**Set exercise**
Drop the images; return everything else in the listing below exactly.

━━━━━ Records provided ━━━━━

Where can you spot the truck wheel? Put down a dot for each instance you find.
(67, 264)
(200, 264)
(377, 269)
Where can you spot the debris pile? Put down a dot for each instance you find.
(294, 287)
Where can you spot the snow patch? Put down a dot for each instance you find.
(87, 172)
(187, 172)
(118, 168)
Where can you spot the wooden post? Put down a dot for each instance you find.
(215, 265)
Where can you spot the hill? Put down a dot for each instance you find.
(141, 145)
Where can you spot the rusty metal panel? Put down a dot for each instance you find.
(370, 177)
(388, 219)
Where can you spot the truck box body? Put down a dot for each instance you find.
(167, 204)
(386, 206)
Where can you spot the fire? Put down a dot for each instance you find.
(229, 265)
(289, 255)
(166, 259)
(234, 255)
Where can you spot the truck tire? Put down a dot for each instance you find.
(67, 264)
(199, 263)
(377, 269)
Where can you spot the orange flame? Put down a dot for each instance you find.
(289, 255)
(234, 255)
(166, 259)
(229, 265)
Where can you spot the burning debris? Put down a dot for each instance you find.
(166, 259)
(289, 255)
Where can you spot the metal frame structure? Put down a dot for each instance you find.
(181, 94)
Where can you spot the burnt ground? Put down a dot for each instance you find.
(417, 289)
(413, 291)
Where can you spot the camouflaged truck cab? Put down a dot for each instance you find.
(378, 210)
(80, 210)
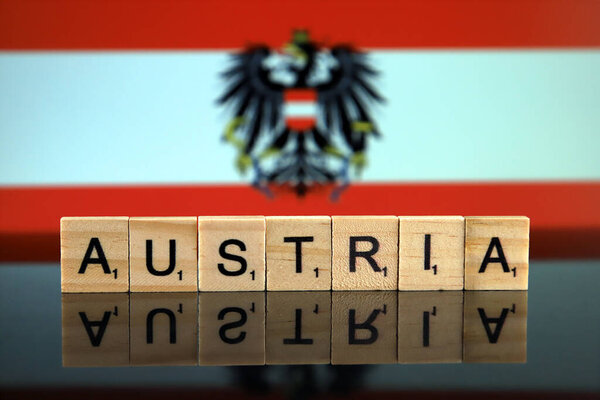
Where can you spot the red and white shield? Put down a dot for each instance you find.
(300, 109)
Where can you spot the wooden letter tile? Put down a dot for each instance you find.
(163, 254)
(495, 327)
(298, 328)
(365, 253)
(364, 327)
(432, 252)
(94, 254)
(496, 253)
(231, 254)
(95, 329)
(232, 328)
(298, 253)
(430, 327)
(163, 328)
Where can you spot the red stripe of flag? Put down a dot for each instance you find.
(308, 95)
(565, 217)
(216, 24)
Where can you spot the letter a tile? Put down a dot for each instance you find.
(365, 253)
(496, 253)
(94, 254)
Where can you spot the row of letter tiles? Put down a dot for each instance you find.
(254, 328)
(254, 253)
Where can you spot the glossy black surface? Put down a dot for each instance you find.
(562, 325)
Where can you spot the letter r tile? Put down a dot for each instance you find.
(365, 253)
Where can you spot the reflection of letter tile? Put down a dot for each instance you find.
(163, 328)
(312, 237)
(496, 236)
(95, 330)
(432, 253)
(372, 270)
(94, 235)
(298, 328)
(364, 328)
(430, 327)
(495, 327)
(237, 244)
(232, 328)
(171, 239)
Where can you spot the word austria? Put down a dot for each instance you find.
(254, 253)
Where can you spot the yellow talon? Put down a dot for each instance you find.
(243, 162)
(359, 161)
(334, 151)
(271, 151)
(229, 134)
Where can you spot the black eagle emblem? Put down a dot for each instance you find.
(301, 116)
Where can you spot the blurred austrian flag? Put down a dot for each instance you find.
(300, 109)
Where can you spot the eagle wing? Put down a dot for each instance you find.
(344, 99)
(256, 100)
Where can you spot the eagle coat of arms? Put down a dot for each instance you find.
(301, 115)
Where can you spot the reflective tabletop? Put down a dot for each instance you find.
(301, 344)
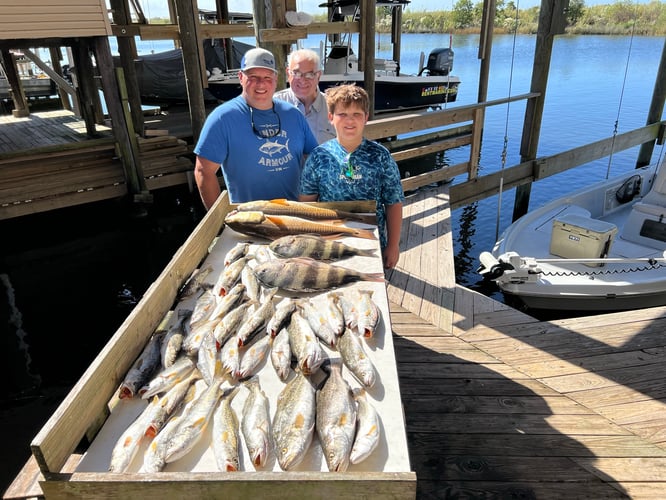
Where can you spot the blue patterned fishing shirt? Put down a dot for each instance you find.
(368, 173)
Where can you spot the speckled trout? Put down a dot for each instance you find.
(336, 419)
(294, 421)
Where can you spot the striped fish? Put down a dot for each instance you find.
(315, 247)
(275, 226)
(281, 206)
(301, 274)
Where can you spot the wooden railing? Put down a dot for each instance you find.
(462, 126)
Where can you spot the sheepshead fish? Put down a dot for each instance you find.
(355, 358)
(256, 423)
(294, 421)
(281, 206)
(368, 314)
(195, 283)
(301, 274)
(273, 227)
(315, 247)
(336, 419)
(282, 316)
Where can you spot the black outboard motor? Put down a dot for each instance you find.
(440, 62)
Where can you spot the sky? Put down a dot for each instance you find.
(157, 8)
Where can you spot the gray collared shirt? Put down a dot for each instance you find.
(317, 118)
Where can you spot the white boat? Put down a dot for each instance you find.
(601, 248)
(434, 85)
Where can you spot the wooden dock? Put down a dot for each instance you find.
(47, 161)
(500, 405)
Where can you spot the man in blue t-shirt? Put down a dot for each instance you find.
(259, 142)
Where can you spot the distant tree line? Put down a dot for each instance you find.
(622, 17)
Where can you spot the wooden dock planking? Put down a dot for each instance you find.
(478, 427)
(498, 403)
(68, 168)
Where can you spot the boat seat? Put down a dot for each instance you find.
(646, 225)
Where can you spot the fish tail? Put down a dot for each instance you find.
(374, 277)
(364, 233)
(364, 218)
(366, 252)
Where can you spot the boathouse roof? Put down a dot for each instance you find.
(40, 19)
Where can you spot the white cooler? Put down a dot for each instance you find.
(579, 237)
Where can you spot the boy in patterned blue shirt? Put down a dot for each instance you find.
(351, 167)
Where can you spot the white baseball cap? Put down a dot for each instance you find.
(258, 58)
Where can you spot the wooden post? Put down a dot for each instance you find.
(56, 57)
(656, 109)
(114, 93)
(485, 47)
(396, 33)
(18, 96)
(367, 49)
(86, 88)
(188, 25)
(222, 8)
(550, 24)
(266, 15)
(127, 51)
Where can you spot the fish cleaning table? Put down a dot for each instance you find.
(385, 473)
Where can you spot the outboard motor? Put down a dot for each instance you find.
(440, 62)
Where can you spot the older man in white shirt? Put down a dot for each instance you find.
(303, 73)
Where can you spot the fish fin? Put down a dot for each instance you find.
(366, 252)
(275, 219)
(364, 218)
(374, 277)
(304, 260)
(333, 236)
(365, 233)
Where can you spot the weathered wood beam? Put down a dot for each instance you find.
(170, 31)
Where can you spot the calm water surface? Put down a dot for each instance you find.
(66, 287)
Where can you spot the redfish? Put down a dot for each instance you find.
(281, 206)
(273, 227)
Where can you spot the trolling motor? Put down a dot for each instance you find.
(440, 62)
(508, 268)
(514, 269)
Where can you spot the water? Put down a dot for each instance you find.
(67, 286)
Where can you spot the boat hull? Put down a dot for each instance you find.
(634, 277)
(32, 87)
(392, 93)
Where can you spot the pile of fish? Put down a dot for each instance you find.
(219, 341)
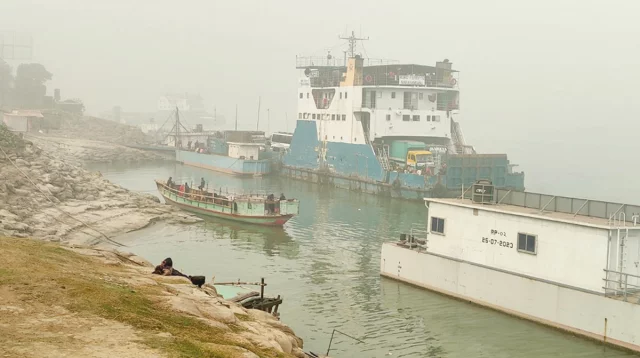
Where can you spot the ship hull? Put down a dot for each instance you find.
(224, 164)
(356, 167)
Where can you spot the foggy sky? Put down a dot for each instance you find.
(551, 83)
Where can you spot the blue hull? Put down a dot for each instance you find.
(356, 167)
(224, 164)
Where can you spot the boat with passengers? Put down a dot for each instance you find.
(250, 208)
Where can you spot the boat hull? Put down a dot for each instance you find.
(219, 211)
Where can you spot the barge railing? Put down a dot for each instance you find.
(625, 289)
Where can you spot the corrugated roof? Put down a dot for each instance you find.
(26, 113)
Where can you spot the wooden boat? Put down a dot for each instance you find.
(256, 209)
(246, 297)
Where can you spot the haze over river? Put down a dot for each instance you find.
(325, 263)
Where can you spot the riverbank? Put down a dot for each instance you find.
(43, 196)
(86, 302)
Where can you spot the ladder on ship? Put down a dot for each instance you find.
(382, 153)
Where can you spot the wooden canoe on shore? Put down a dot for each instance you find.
(247, 208)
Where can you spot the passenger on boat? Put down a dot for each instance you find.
(271, 206)
(166, 269)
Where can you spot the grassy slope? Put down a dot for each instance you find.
(46, 275)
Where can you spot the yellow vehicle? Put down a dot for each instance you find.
(420, 159)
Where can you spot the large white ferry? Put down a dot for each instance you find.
(569, 263)
(385, 127)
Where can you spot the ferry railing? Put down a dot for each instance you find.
(621, 285)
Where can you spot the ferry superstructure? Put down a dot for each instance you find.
(353, 111)
(569, 263)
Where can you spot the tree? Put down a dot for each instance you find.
(6, 80)
(29, 85)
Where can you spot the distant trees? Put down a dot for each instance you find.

━━━━━

**Final result**
Where can you spot the truck wheel? Put down a dot for each instance you find.
(67, 264)
(200, 264)
(377, 269)
Where can you spot the debris pile? Put down a dot for each instance you find.
(294, 287)
Where can you spot the snow patch? Put down a dot for each instance you find.
(87, 172)
(187, 172)
(118, 168)
Where can you spot the wooden post? Put down a dot for each instance you find.
(215, 265)
Where can you spot the hill? Put down a dot for each instance you find.
(141, 145)
Where can you spot the rusty metal panel? Put down a dot for each instance you find.
(370, 177)
(388, 219)
Where can you spot the truck box body? Put down a dot for each instance you find.
(167, 204)
(386, 206)
Where can you spot the fire? Put down a dot for each instance you find.
(229, 265)
(289, 255)
(166, 259)
(234, 255)
Where can you spot the truck tire? Put down a dot for each instance you find.
(67, 264)
(199, 263)
(377, 269)
Where can you spot the orange flame? Put down a dot for each instance you find.
(289, 255)
(234, 255)
(166, 259)
(229, 265)
Where can you spot the burning debris? Put down a dot for each instance you find.
(166, 259)
(289, 255)
Where can you spot the metal frame structure? Put down a dot for each instance you find.
(181, 94)
Where can you spot the burnt ground? Put down a dot for each instance you find.
(417, 289)
(413, 291)
Where can you spot the camouflaged truck cab? Put down a dot for each instance you find.
(378, 210)
(80, 210)
Where can you spot the red and white shield? Put down a dot for each instance you find.
(300, 109)
Where can you spot the wooden letter tile? Put down a dot for each instance you find.
(163, 254)
(495, 327)
(298, 328)
(365, 253)
(364, 327)
(432, 252)
(94, 254)
(496, 253)
(231, 254)
(95, 329)
(232, 328)
(298, 253)
(430, 327)
(163, 328)
Where can you spot the red stripe of flag? Put down a dot for each instance you find.
(308, 95)
(565, 217)
(216, 24)
Where can you spot the letter a tile? Put down a dot for each instance you find.
(365, 253)
(496, 253)
(94, 254)
Where can you spot the row of letter tiles? Put down a dot for each instance you find.
(254, 328)
(254, 253)
Where can you spot the glossy black surface? Put down a dot for each instance you find.
(562, 325)
Where can you spot the letter r tile? Put down a dot for each instance you find.
(365, 253)
Where can you spot the reflection of letter tile? Put down a dot for each instance you find.
(163, 328)
(312, 237)
(496, 236)
(95, 330)
(432, 253)
(372, 270)
(94, 235)
(298, 328)
(364, 328)
(430, 327)
(495, 327)
(237, 244)
(232, 328)
(171, 239)
Where can you spot the word austria? Put down a dot for each instance you find.
(254, 253)
Where can you spot the yellow talon? Put down a dot for each instance you find.
(243, 162)
(359, 161)
(334, 151)
(271, 151)
(229, 134)
Where can you spot the black eagle emblem? Put down a dot for each instance you find.
(301, 116)
Where can you spot the blurred austrian flag? Put down a dot for each instance you find.
(300, 109)
Where can you spot the eagle wing? Put down a dot for each instance you find.
(344, 99)
(256, 100)
Where can you spot the eagle coat of arms? Put down a dot for each instance you find.
(301, 115)
Where can you spot the reflective tabletop? Put down a dot for each instance you find.
(301, 344)
Where can you spot the blue patterned fishing shirt? Put down a dot for each instance you find.
(368, 173)
Where can you spot the speckled trout? Put down a dot for each instance you find.
(336, 419)
(294, 421)
Where can you spot the striped fish? Put down a dot for each instance you find.
(315, 247)
(275, 226)
(281, 206)
(301, 274)
Where can you spot the wooden railing? Put down a dot for each instance you find.
(462, 126)
Where can you spot the sheepshead fish? Put down a dot for each instance you find.
(355, 358)
(256, 423)
(294, 421)
(281, 206)
(368, 314)
(195, 283)
(301, 274)
(273, 227)
(315, 247)
(336, 419)
(282, 316)
Where can you spot the black outboard motor? Put down a dot for each instance you find.
(440, 62)
Where can you spot the sky? Put down a dot for each instance you find.
(157, 8)
Where can you spot the gray collared shirt? Put down a dot for each instance you find.
(317, 118)
Where can you spot the white boat? Put down a dot for each instance you find.
(601, 248)
(434, 85)
Where can you spot the wooden dock? Put down a dot for each instance you find.
(47, 161)
(500, 405)
Where can you spot the man in blue t-shirt? Put down a dot for each instance you find.
(259, 142)
Where can you spot the distant tree line? Put down a dot for each instance you find.
(622, 17)
Where can you spot the wooden dock planking? Put down a dot for each instance you find.
(478, 427)
(498, 403)
(68, 168)
Where can you spot the boat seat? Put down a dot for each instance you find.
(646, 225)
Where can you spot the fish tail? Put down a dot for each instance you find.
(374, 277)
(364, 233)
(364, 218)
(366, 252)
Where can you spot the boathouse roof? Put down a dot for each instance you find.
(40, 19)
Where can you spot the white cooler? Put down a dot for each instance you find.
(579, 237)
Where can you spot the boy in patterned blue shirt? Put down a dot for each instance you find.
(351, 167)
Where can you spot the white baseball cap? Put down a dot for each instance you find.
(258, 58)
Where can you spot the wooden post? Put down a dot for each instance you find.
(56, 57)
(656, 109)
(114, 93)
(485, 47)
(396, 33)
(18, 96)
(367, 49)
(86, 88)
(188, 25)
(222, 8)
(550, 24)
(266, 15)
(127, 51)
Where can you spot the fish cleaning table? Put down a dot for each instance you find.
(385, 473)
Where can you spot the outboard motor? Put down a dot for each instance you find.
(440, 62)
Where can you spot the older man in white shirt? Put down a dot for each instance you find.
(303, 73)
Where can you spot the fish fin? Put down a dot for each instance you find.
(366, 252)
(275, 219)
(364, 218)
(374, 277)
(304, 260)
(333, 236)
(365, 233)
Where can you spot the weathered wood beam? Put down a dot for each instance you find.
(170, 31)
Where can you spot the calm water surface? Put down a dot for each instance you find.
(66, 287)
Where can you spot the redfish? Put down a dot for each instance you find.
(281, 206)
(273, 227)
Where can you spot the trolling motor? Put down a dot for each instance you find.
(440, 62)
(508, 268)
(514, 269)
Where can you spot the water? Put down a dot for each instance you find.
(67, 286)
Where can you spot the boat hull? Put down a dot for each instance you find.
(634, 277)
(32, 87)
(392, 93)
Where can you spot the pile of fish? Put down a dot for each instance you find.
(219, 341)
Where can you spot the ship hull? Put down a dot for each instance you find.
(224, 164)
(356, 167)
Where can you spot the foggy sky? Put down a dot for each instance you find.
(551, 83)
Where can you spot the blue hull? Put down a dot for each instance you find.
(356, 167)
(224, 164)
Where can you spot the boat with passengers? Put down a dot for each instance you find.
(250, 208)
Where can you spot the boat hull? Put down a dot for each instance you find.
(219, 211)
Where can you spot the barge railing? Put down a dot for each instance you find.
(625, 289)
Where can you spot the corrugated roof? Put down a dot for each instance you find.
(26, 113)
Where can you spot the wooden boat? Put down a dot for each instance you find.
(256, 209)
(246, 297)
Where can you spot the haze over river? Put down a dot for each instance you find.
(325, 263)
Where can you spot the riverbank? Put down a dot for each instance you find.
(43, 196)
(86, 302)
Where can you spot the ladder on ship? Put down a dot for each instance you find.
(382, 153)
Where can you spot the wooden canoe on shore? Put down a dot for each instance you find.
(247, 208)
Where can you spot the passenger on boat? Put down a dot for each instance you find.
(271, 206)
(166, 269)
Where can you spot the grassy slope? Put down a dot for each instance you find.
(46, 275)
Where can you spot the yellow vehicle? Put down a dot for each instance you find.
(420, 159)
Where can you spot the large white ferry? Put down a dot for each instance you find.
(569, 263)
(385, 127)
Where can you spot the ferry railing? Put down a dot for each instance you find.
(621, 285)
Where can you spot the ferry superstructure? Put down a dot for each instance you find.
(353, 111)
(569, 263)
Where can you spot the tree? Put down a dot for each instance you find.
(6, 80)
(29, 85)
Where can you spot the distant trees? Put down a dot for each instance you find.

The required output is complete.